====== PROVIDED RECORDS
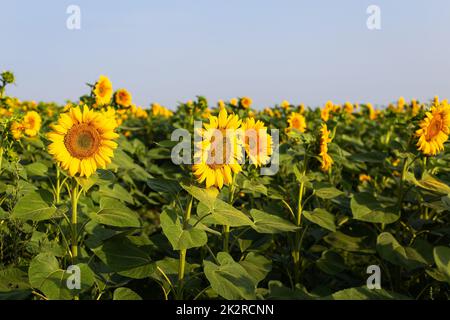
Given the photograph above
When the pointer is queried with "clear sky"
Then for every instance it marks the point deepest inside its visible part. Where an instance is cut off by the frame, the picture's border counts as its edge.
(172, 50)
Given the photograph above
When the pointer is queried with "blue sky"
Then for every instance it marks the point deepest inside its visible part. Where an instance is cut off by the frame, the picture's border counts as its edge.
(172, 50)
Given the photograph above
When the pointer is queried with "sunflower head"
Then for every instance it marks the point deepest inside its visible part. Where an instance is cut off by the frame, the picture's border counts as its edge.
(434, 130)
(17, 129)
(297, 121)
(123, 98)
(325, 139)
(257, 142)
(246, 102)
(103, 91)
(285, 104)
(32, 123)
(82, 141)
(218, 153)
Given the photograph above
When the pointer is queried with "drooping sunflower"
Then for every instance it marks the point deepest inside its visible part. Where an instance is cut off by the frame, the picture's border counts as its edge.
(103, 91)
(246, 102)
(297, 121)
(257, 142)
(82, 141)
(325, 139)
(32, 123)
(434, 130)
(123, 98)
(218, 155)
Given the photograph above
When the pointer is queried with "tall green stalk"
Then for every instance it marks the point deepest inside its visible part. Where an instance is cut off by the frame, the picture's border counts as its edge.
(182, 263)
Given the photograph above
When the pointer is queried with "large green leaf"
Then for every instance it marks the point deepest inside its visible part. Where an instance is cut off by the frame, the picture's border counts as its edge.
(34, 206)
(365, 207)
(121, 254)
(217, 211)
(257, 266)
(269, 223)
(322, 218)
(442, 260)
(409, 257)
(181, 238)
(229, 279)
(115, 213)
(364, 293)
(125, 294)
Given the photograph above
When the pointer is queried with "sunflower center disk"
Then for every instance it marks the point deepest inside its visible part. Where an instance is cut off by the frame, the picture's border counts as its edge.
(219, 154)
(435, 127)
(82, 141)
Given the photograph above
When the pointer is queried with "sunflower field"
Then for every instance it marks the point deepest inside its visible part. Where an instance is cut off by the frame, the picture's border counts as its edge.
(94, 207)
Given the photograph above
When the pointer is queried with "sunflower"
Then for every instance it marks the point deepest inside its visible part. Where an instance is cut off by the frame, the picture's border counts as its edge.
(348, 107)
(297, 121)
(123, 98)
(17, 128)
(217, 156)
(434, 130)
(285, 105)
(325, 139)
(257, 142)
(325, 112)
(103, 91)
(82, 141)
(32, 123)
(246, 102)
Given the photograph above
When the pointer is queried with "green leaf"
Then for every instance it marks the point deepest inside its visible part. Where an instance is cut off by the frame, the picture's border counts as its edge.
(34, 206)
(364, 293)
(366, 208)
(408, 257)
(345, 242)
(116, 192)
(36, 169)
(257, 266)
(181, 238)
(46, 276)
(431, 183)
(125, 294)
(218, 211)
(331, 263)
(269, 223)
(322, 218)
(164, 185)
(121, 254)
(115, 213)
(229, 279)
(326, 191)
(442, 260)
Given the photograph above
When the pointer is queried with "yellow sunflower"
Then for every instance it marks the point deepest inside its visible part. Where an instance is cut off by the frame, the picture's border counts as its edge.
(123, 98)
(103, 91)
(325, 139)
(285, 105)
(257, 142)
(348, 107)
(434, 130)
(217, 156)
(32, 123)
(82, 141)
(246, 102)
(17, 128)
(297, 121)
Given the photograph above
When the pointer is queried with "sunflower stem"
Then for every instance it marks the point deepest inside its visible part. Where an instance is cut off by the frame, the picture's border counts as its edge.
(74, 195)
(182, 263)
(226, 228)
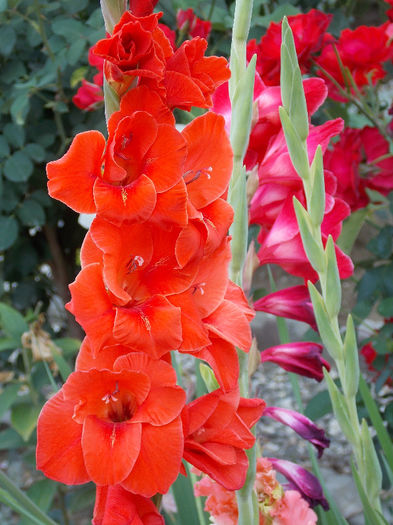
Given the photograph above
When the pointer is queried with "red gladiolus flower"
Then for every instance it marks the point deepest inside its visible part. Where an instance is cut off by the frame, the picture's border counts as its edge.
(144, 156)
(191, 78)
(137, 48)
(217, 430)
(301, 358)
(362, 51)
(142, 7)
(88, 96)
(308, 31)
(291, 303)
(116, 506)
(106, 427)
(356, 147)
(187, 21)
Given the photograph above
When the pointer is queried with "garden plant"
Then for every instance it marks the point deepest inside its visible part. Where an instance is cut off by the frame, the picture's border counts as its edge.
(174, 176)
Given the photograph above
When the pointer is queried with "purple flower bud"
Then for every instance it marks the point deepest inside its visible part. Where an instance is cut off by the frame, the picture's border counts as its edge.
(302, 481)
(292, 303)
(303, 358)
(300, 424)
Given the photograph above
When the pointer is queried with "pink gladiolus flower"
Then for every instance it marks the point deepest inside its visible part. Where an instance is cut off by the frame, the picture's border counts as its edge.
(291, 303)
(303, 358)
(302, 481)
(293, 509)
(301, 424)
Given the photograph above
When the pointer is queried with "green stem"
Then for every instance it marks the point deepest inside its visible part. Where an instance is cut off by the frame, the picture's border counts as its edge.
(24, 500)
(382, 433)
(240, 91)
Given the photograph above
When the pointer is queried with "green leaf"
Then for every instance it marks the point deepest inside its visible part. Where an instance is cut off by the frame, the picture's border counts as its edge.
(9, 439)
(12, 322)
(382, 245)
(385, 307)
(242, 112)
(351, 358)
(351, 229)
(314, 251)
(8, 40)
(31, 213)
(329, 337)
(333, 283)
(15, 134)
(75, 51)
(183, 493)
(339, 408)
(24, 419)
(35, 152)
(296, 147)
(18, 167)
(9, 232)
(292, 92)
(69, 345)
(371, 515)
(4, 147)
(7, 397)
(64, 367)
(317, 200)
(373, 472)
(319, 406)
(208, 377)
(42, 493)
(78, 75)
(8, 500)
(20, 108)
(8, 344)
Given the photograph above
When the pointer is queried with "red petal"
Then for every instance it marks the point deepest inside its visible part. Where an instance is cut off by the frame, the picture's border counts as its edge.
(159, 372)
(91, 305)
(134, 202)
(110, 449)
(72, 177)
(165, 159)
(117, 506)
(228, 322)
(90, 253)
(171, 206)
(105, 358)
(59, 450)
(159, 461)
(162, 406)
(232, 477)
(223, 359)
(152, 326)
(208, 147)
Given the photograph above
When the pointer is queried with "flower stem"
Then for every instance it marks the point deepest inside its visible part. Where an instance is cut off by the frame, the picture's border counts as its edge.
(241, 87)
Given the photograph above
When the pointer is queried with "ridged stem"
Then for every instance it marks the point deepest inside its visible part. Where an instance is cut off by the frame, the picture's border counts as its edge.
(241, 87)
(327, 304)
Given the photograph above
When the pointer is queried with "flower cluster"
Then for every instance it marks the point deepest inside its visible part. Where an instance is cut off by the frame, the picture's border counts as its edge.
(276, 507)
(154, 279)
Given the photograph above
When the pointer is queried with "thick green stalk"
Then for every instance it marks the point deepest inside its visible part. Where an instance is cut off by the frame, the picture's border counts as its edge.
(241, 86)
(24, 501)
(327, 304)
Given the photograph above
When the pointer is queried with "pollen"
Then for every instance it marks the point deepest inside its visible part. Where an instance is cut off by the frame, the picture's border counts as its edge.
(124, 195)
(146, 322)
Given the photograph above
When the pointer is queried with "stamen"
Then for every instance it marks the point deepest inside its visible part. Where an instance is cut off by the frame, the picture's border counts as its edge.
(203, 171)
(134, 262)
============
> _STATED EXERCISE_
Would you mind returning each entry above word for word, skipping the images?

> _RESULT OF THE EXERCISE_
Given the photograph above
When the pointer is queried with "clear sky"
Then for every instance it marks the point deepest inside its visible part. Where an instance is cut off by the frame, the picture's border counts as its edge.
(172, 50)
Given the photograph above
When the pointer is queried with "blue sky"
Then for every instance it marks the point deepest inside its visible part. Where an instance is cut off by the frame, the picture's border counts as its edge.
(172, 50)
Given the photograph above
When the pointer is queried with "sunflower head"
Then for every instance it marks the point deepest inside its visible part. Where an instance is cut off by the frame, the picture's border counts as its edge.
(434, 130)
(17, 129)
(297, 121)
(123, 98)
(325, 139)
(257, 142)
(246, 102)
(103, 91)
(285, 104)
(32, 123)
(82, 141)
(218, 153)
Given the photograph above
When the pointer is queried with "drooping sunflower"
Then for every instance it marks the point deepest inside its visible part. Where an instance is cut off by the frame, the picture's border counts as its edge.
(103, 91)
(246, 102)
(297, 121)
(257, 142)
(82, 141)
(325, 139)
(32, 123)
(434, 130)
(123, 98)
(218, 155)
Given the photograph above
When the pointer is queried with "tall green stalk"
Then for every instance it marks the point deepest inside its visible part. Where an instance is cut off by the frame, the picture's border counts as its edge.
(182, 263)
Given the photograph above
When the pointer is queried with "large green leaf"
Then for every instance it marks the point deepest inside its visible part. Where an instance is cut off by the frame, the picture's border counts as its edge.
(34, 206)
(365, 207)
(121, 254)
(217, 211)
(257, 266)
(269, 223)
(322, 218)
(442, 260)
(409, 257)
(181, 238)
(229, 279)
(115, 213)
(364, 293)
(125, 294)
Given the photograph above
When the pointer is queried with "sunflower center disk"
Then for every instance it marks the point deepest inside its visible part. Where an instance is cut off by the frame, the picture's border counts as its edge.
(219, 154)
(435, 127)
(82, 141)
Given the photograph above
When the pointer is queried with "sunflower field"
Then for every instance it marks the point deepest inside its visible part. Where an instance is cut off by the frame, the picture's border counts as its edge.
(94, 207)
Given the photograph above
When the pointer is queried with "sunflower"
Then for every instance it marks the point deepest inside its visible part. Where an instance is cut off by the frame, the picture's border counts as its edge.
(348, 107)
(297, 121)
(123, 98)
(17, 128)
(217, 156)
(434, 130)
(285, 105)
(325, 139)
(257, 142)
(325, 112)
(103, 91)
(82, 141)
(32, 123)
(246, 102)
Given the photograph above
When the pointer is queried with "green leaf"
Then for every instance it marks the point deepest inside its visible part. Where an instance is cut off by the frame, the picture's border counts as its edge.
(34, 206)
(364, 293)
(366, 208)
(408, 257)
(345, 242)
(116, 192)
(36, 169)
(257, 266)
(181, 238)
(46, 276)
(431, 183)
(125, 294)
(218, 211)
(331, 263)
(269, 223)
(322, 218)
(164, 185)
(121, 254)
(115, 213)
(229, 279)
(326, 191)
(442, 260)
Given the photograph above
When the pointer is queried with "yellow sunflower"
Then for every instance it marks the point deepest inside its visible part. Where an instance is cut off by the frame, the picture's border counts as its edge.
(123, 98)
(103, 91)
(325, 139)
(285, 105)
(257, 142)
(348, 107)
(434, 130)
(217, 156)
(32, 123)
(82, 141)
(246, 102)
(17, 128)
(297, 121)
Given the photograph above
When the pointer is queried with "sunflower stem"
Then for every instance it marks the point deepest inside its visible part. Where an instance is cut off by the frame, the picture's border counts as its edge.
(74, 195)
(182, 263)
(226, 228)
Given the photograph above
When the pointer is queried with "red gladiolus flower"
Then for every instance it marks the point deepest inside its visible part. Where an instance is cut off by the frame, the picture's border counts as its edge.
(144, 156)
(191, 78)
(137, 48)
(217, 430)
(301, 358)
(362, 51)
(142, 7)
(88, 96)
(308, 31)
(291, 303)
(116, 506)
(106, 427)
(356, 147)
(187, 21)
Given the photograph above
When the pointer is queried with "garden plant"
Then for every instance it marks the point deepest inside its visible part. Where an instance is cut off by the frame, the picture's border counts as its edge.
(174, 176)
Given the photograph above
When the pointer is queried with "purple flower bud"
Then for every instance it marks the point deepest inside its visible part. Where an instance is cut off by the frame, the picture's border counts as its edge.
(302, 481)
(292, 303)
(303, 358)
(300, 424)
Given the photograph above
When the pointer is queried with "pink gladiolus flower"
Then for every instance it marks the point deepest inside its visible part. Where an instance is cut off by the frame, the picture's border counts as its edge.
(291, 303)
(303, 358)
(302, 481)
(293, 509)
(301, 424)
Given the photograph above
When the pointer is queried with "green stem"
Then for every instance it marks the point deepest inside its visible part. Where an instance is cut off by the frame, the picture's border counts as its edge.
(24, 500)
(382, 433)
(240, 91)
Given the photograph above
When the pointer is queried with "green leaf"
Then for every instance it marks the point deepest inside its visible part. Where an instance is cut off by the frame, the picture's border counts as its edge.
(9, 439)
(12, 322)
(382, 245)
(385, 307)
(242, 112)
(351, 358)
(351, 229)
(314, 251)
(8, 40)
(31, 213)
(329, 337)
(333, 283)
(15, 134)
(75, 51)
(183, 493)
(339, 408)
(24, 419)
(35, 152)
(296, 147)
(18, 167)
(9, 232)
(292, 92)
(69, 345)
(371, 515)
(4, 147)
(7, 397)
(64, 367)
(317, 200)
(373, 472)
(319, 406)
(208, 377)
(42, 493)
(78, 75)
(8, 500)
(20, 108)
(8, 344)
Given the photograph above
When the pointer is queried with "red petal"
Then for every instance it marks the point deepest inside its visible part. Where an instance is cut off by the frame, the picture's border counts as its edge.
(159, 372)
(91, 305)
(134, 202)
(110, 449)
(72, 177)
(165, 159)
(117, 506)
(228, 322)
(90, 253)
(171, 206)
(105, 358)
(59, 450)
(159, 461)
(162, 406)
(232, 477)
(223, 359)
(152, 326)
(208, 147)
Given the photograph above
When the pointer is queried with "flower stem"
Then for every instance it marks the point deepest inside its visible part. Where an instance is cut off by the frame, the picture's border counts as its edge.
(241, 87)
Given the photograph above
When the pointer is queried with "ridged stem"
Then for every instance it marks the point deepest inside its visible part. Where an instance is cut off by the frame, the picture's border counts as its edge.
(241, 87)
(327, 304)
Given the photograph above
When the pointer is queried with "flower cluster"
Then for every instance it marks the point deepest inside its visible part. Where an instance is cut off by the frame, the picture's border counts as its edge.
(276, 507)
(154, 279)
Given the photograph above
When the pointer is queried with "thick green stalk"
Then for every instance it marks the point deepest inside its visible part. Where an instance is cut off by the frame, the picture's border counts as its edge.
(241, 86)
(24, 501)
(327, 304)
Given the photograph above
When the pointer is queried with "pollen"
Then for every instance it marks the point deepest inside its visible part. Where an instance is cut off by the frame, the picture's border counts as its edge.
(124, 195)
(146, 322)
Given the photograph above
When the pointer is queried with "stamen"
Then for every instance it marks the point deepest inside its visible part. Where an instance is cut off by the frame, the picture's border counts as its edge.
(203, 171)
(134, 262)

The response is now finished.